_Dokumen_.
──────────────────────────────

Ketenaran Rempah Maluku yang Mengundang Para Penjelajah dari Eropa
Pada masa kolonial, rempah-rempah memiliki nilai yang sangat tinggi. Bahkan, rempah-rempah begitu berharga melebihi nilai emas. Alhasil, beberapa bangsa Eropa rela berkelana mencari sumber rempah-rempah hingga ke Maluku.
Oleh
PRayogi Dwi Sulistyo
·4 menit baca
Maluku terkenal dengan gugusan pulau dengan dikelilingi pantai yang indah. Kesuburan tanah membuat rempah-rempah, seperti cengkeh dan pala, tumbuh dengan baik sehingga mengundang bangsa Eropa berdatangan ke Maluku pada abad pertengahan.

──────────────────────────────

_Soal_.
Ubah paragraf dokumen yang diawali "Pada masa kolonial" menjadi daftar poin singkat yang tetap memuat fakta utamanya. Data ini diambil dari sumber lain.

Entri data tersimpan
──────────────────────────────

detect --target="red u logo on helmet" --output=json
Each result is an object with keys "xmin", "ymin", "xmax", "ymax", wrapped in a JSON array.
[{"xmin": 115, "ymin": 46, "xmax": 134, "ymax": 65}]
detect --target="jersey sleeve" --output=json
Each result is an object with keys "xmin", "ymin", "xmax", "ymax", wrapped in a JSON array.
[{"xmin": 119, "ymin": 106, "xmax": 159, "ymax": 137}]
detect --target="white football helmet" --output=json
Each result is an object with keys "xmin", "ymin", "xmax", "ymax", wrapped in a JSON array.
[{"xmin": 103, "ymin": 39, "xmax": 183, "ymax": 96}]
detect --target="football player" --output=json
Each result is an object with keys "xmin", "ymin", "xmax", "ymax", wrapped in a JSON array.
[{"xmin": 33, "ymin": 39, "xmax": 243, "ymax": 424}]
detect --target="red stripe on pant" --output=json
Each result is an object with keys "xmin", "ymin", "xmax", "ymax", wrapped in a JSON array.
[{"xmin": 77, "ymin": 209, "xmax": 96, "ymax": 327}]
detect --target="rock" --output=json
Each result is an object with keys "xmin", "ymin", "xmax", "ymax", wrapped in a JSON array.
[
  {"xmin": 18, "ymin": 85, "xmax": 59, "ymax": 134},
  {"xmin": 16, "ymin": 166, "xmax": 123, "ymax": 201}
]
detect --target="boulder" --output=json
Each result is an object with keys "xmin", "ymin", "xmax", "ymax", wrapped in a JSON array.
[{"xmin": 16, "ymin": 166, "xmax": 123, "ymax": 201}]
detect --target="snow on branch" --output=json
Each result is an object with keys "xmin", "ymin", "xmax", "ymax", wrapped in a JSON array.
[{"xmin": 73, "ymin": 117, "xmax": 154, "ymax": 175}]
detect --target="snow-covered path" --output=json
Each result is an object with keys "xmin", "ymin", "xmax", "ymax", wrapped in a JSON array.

──────────────────────────────

_Jawaban Akhir_.
- Pada masa kolonial, rempah-rempah bernilai sangat tinggi, bahkan melebihi emas.
- Akibatnya, beberapa bangsa Eropa rela berkelana mencari sumber rempah-rempah hingga ke Maluku.